(Entries from a point annotation set)
________________________________________

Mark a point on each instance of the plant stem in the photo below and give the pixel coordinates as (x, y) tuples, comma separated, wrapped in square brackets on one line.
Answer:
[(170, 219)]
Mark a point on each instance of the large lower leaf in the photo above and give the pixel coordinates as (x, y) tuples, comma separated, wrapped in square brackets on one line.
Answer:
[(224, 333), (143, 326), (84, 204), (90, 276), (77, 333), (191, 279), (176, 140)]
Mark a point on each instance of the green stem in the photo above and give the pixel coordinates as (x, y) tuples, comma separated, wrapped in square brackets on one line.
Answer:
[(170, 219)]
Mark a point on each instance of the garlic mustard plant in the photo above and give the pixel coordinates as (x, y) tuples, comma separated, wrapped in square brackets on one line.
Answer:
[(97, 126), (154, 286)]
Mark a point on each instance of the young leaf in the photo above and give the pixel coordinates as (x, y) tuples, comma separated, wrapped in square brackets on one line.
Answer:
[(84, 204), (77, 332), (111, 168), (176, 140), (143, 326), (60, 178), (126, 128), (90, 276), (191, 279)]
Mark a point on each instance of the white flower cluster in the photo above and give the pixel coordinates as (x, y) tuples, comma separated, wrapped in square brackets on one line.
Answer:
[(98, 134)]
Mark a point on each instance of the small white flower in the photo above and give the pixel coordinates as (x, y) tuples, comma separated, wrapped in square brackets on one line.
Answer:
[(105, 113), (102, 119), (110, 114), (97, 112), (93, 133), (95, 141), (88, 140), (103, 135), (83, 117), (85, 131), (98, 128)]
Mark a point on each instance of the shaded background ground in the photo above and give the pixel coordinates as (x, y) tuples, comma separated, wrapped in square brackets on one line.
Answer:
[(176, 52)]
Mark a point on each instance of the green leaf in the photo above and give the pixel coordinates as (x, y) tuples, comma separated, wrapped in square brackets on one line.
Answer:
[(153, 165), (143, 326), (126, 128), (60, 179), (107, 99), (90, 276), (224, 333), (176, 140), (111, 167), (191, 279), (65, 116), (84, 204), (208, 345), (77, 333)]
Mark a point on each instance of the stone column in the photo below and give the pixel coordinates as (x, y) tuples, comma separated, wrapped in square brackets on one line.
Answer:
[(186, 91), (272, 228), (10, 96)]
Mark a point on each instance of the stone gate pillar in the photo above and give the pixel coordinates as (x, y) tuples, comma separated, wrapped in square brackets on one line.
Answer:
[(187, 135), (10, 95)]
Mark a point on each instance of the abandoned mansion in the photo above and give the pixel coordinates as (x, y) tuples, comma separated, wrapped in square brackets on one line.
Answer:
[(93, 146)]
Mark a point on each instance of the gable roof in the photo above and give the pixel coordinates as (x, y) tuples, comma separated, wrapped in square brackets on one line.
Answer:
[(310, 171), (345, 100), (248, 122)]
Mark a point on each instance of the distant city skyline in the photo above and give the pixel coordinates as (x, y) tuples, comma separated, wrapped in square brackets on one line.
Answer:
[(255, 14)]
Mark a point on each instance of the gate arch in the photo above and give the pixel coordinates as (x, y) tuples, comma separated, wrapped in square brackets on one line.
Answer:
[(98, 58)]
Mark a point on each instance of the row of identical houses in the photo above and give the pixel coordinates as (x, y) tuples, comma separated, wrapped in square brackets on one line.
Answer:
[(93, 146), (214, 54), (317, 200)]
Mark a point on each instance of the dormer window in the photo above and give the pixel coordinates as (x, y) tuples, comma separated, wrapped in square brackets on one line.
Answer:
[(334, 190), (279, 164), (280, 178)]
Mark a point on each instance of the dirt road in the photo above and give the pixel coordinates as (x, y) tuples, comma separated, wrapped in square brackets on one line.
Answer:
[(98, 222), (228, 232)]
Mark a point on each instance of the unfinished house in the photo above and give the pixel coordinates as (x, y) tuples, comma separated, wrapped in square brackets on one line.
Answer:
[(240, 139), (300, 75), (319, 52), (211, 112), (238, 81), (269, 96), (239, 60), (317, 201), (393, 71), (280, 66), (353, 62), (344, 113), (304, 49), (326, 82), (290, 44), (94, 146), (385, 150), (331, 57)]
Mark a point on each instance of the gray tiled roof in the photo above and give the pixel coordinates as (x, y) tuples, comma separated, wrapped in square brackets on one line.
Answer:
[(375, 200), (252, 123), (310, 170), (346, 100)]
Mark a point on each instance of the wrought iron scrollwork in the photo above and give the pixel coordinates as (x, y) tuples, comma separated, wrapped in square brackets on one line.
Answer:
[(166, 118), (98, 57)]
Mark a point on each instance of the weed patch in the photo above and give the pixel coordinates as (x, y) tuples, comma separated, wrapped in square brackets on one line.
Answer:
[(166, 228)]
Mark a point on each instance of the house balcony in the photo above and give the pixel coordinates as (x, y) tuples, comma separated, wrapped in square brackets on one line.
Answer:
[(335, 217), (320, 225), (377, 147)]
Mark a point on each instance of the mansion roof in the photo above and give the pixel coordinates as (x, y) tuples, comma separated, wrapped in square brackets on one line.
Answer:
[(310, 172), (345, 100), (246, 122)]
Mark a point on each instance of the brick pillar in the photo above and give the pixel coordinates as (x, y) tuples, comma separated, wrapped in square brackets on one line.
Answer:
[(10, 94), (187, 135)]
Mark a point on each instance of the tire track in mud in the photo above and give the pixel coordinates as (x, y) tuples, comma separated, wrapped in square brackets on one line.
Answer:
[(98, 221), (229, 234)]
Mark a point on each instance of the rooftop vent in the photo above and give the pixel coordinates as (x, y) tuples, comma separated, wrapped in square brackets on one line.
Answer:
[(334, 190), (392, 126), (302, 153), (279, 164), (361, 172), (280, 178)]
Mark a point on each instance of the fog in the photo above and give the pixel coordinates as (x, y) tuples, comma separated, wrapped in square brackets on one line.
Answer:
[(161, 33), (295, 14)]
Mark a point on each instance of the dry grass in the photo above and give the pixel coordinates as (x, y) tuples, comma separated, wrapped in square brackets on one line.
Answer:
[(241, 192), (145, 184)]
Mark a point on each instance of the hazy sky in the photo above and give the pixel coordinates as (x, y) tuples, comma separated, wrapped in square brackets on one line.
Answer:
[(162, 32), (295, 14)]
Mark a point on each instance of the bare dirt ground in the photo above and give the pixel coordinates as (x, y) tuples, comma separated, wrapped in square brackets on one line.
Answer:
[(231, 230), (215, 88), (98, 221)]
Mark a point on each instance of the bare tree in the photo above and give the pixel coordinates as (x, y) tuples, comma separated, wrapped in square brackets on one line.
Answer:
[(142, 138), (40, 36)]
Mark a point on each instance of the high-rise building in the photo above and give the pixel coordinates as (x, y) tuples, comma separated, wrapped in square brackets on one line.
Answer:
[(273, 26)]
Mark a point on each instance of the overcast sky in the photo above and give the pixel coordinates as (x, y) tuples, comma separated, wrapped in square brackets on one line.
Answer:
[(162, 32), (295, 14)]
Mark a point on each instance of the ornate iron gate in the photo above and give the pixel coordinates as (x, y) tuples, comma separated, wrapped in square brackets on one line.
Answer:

________________________________________

Work to do => Copy out every line of the data above, word for word and character for character.

Result of the exercise =>
Mark a point on each instance of the plant stem in the photo below and give the pixel coordinates as (x, y) tuples, comma separated, wrapped in square brackets on one line.
Answer:
[(170, 219)]
Mark a point on each instance of the large lower leaf in the photo above and give the pixel coordinates as (x, y) tuples, comma separated, wrapped in square brackets on one line.
Answer:
[(224, 333), (143, 326), (84, 204), (90, 276), (77, 333), (191, 279), (176, 140)]
Mark a point on each instance of the green stem in the photo above and give the pixel coordinates as (x, y) tuples, comma separated, wrapped in square brackets on one line.
Answer:
[(170, 219)]
Mark a point on each instance of the garlic mustard plant in the photo above and give the pixel coordinates as (x, y) tuples, comma separated, wrapped in square brackets on one line.
Answer:
[(97, 126), (154, 286)]
Mark a point on each instance of the young leaf in the photo above and give the pixel coordinates as (x, y) tuples, comma separated, wrapped in square brackets on one line.
Answer:
[(84, 204), (77, 332), (111, 168), (176, 140), (143, 326), (60, 178), (126, 128), (90, 276), (191, 279)]
Mark a point on each instance of the white flower cluster in the photo above and give the pixel coordinates as (x, y) tuples, comma separated, wrapped in square brackets on one line.
Answer:
[(98, 134)]
Mark a point on each instance of the small white flower in the photo above and give the pixel coordinates as (x, y) tuples, comma separated, wrapped in square brackets on one line.
Answer:
[(105, 113), (102, 119), (110, 114), (97, 112), (93, 133), (95, 141), (88, 140), (103, 135), (83, 117), (85, 131), (98, 128)]
Mark a point on each instance of the shaded background ground in the photo above and give the pixel coordinates as (x, y) tuples, comma separated, wrapped in square brackets on one line.
Answer:
[(176, 52)]
Mark a point on each instance of the green leaf in the photo above and give the pixel coordinates as (x, y) tuples, comma separated, wrapped in square brackets on one line.
Answer:
[(153, 165), (143, 326), (126, 128), (60, 179), (107, 99), (90, 276), (224, 333), (176, 140), (111, 167), (191, 279), (65, 116), (84, 204), (208, 345), (77, 333)]
Mark a point on each instance of the stone column in the photo below and give the pixel coordinates as (x, y) tuples, comma separated, wrapped in square brackets on one line.
Answer:
[(186, 91), (272, 228), (10, 96)]
Mark a point on each instance of the stone gate pillar in the photo above and give the pixel coordinates as (x, y) tuples, comma separated, wrapped in square brackets on one line.
Answer:
[(187, 135), (10, 95)]
Mark a point on each instance of the abandoned mansion in the photo above and give the pixel coordinates as (x, y) tuples, comma separated, wrapped in square brackets on one line.
Answer:
[(93, 146)]
Mark a point on each instance of the gable roof in the photo above and give the pixel coordinates as (x, y) tuples, comma separated, wrapped in square brackets on one line.
Answer:
[(310, 171), (345, 100), (248, 122)]
Mark a point on each instance of the distant city skyline in the photo above and give the pixel coordinates as (x, y) tuples, comma separated, wrapped in square brackets on one line.
Answer:
[(255, 14)]
Mark a point on each instance of the gate arch in the photo above and give the pixel coordinates as (x, y) tuples, comma separated, wrapped in square brackets on one line.
Answer:
[(98, 58)]
Mark a point on each instance of the row of identical houses in the photo above and give the pixel coordinates as (x, y) tuples, comma separated, wrapped in square brackets on one line.
Answer:
[(93, 146), (214, 54), (317, 200)]
Mark a point on each instance of the dormer window in the photo above and give the pixel coordinates as (x, y) tuples, comma separated, wrapped in square brackets on one line.
Answer:
[(334, 190), (279, 164), (280, 178)]
Mark a point on each instance of the dirt road in the photo above and give the pixel coordinates as (x, y) tuples, comma separated, wrapped in square brackets on one line.
Answer:
[(98, 222), (228, 232)]
Mark a point on each instance of the unfinished house in the photo above and give the pixel coordinates as (x, y) tuples, comma separated, wrapped in square brackets on one line.
Answer:
[(240, 139), (300, 75), (319, 52), (211, 112), (238, 81), (269, 96), (239, 60), (317, 201), (393, 71), (280, 66), (353, 62), (344, 113), (304, 49), (326, 82), (290, 44), (94, 146), (385, 150), (331, 57)]
Mark a point on each instance of the gray tiled roof in the photo above and give the pixel coordinates as (x, y) tuples, comma separated, wrapped in square brackets on one line.
Answer:
[(375, 200), (252, 123), (310, 170), (346, 100)]
Mark a point on each instance of the wrought iron scrollwork in the photo above and give the pixel coordinates as (x, y) tuples, comma separated, wrapped in square brackets on one line.
Answer:
[(166, 118), (98, 57)]
Mark a point on each instance of the weed patch in the photo above and give the pixel coordinates as (x, y) tuples, comma separated, wrapped in square brackets on one line.
Answer:
[(166, 228)]
Mark a point on each instance of the house balcony in the photo above and give the pixel coordinates as (x, y) tuples, comma separated, wrapped in square brackets on one line.
Answer:
[(335, 217), (320, 225), (377, 147)]
Mark a point on each instance of the mansion roof in the photo above and give the pixel coordinates as (x, y) tuples, comma separated, wrapped in square brackets on one line.
Answer:
[(310, 172), (345, 100), (246, 122)]
Mark a point on each instance of the brick pillar in the photo above and give the pixel coordinates as (x, y) tuples, comma separated, wrapped in square brackets on one line.
Answer:
[(10, 94), (187, 135)]
Mark a point on each instance of the tire track in mud in the photo above and give the pixel coordinates as (x, y) tuples, comma separated, wrapped in square brackets on one line.
Answer:
[(98, 221), (229, 234)]
Mark a point on each instance of the rooftop vent in the photo above and give the pixel coordinates as (x, y) tuples, comma separated, wrapped in square brackets on one line.
Answer:
[(334, 190), (392, 126), (302, 153), (279, 164), (361, 172), (280, 178)]
Mark a point on each instance of the fog in the photo above and give the pixel coordinates as (x, y) tuples, comma separated, wrapped in square brackets on one line.
Answer:
[(161, 33), (295, 14)]
Mark a point on each instance of the dry grass in the photo above and give the pixel coordinates as (x, y) tuples, comma separated, wrapped in square brackets on one line.
Answer:
[(241, 192), (145, 184)]
Mark a point on each instance of the hazy sky in the photo above and give the pixel coordinates as (x, y) tuples, comma separated, wrapped in square brackets on one line.
Answer:
[(162, 32), (295, 14)]
Mark a point on each instance of the bare dirt ground in the photo above and give the pixel coordinates as (x, y) tuples, comma separated, wrapped in square brackets on one line.
Answer:
[(231, 230), (215, 88), (98, 221)]
Mark a point on each instance of the bare tree in the photo above and give the pixel coordinates as (x, y) tuples, comma separated, wrapped in square brackets on one line.
Answer:
[(142, 138), (40, 36)]
Mark a point on each instance of the high-rise building in the photo above and give the pixel coordinates as (x, y) tuples, comma separated, wrapped in square brackets on one line.
Answer:
[(273, 26)]
Mark a point on each instance of the overcast sky in the photo above and give the pixel coordinates as (x, y) tuples, comma separated, wrapped in square brackets on one line.
Answer:
[(162, 32), (295, 14)]
Mark a point on each instance of the ornate iron gate in the photo above and give the pixel coordinates as (x, y) tuples, comma separated, wrapped in square brackets on one line.
Answer:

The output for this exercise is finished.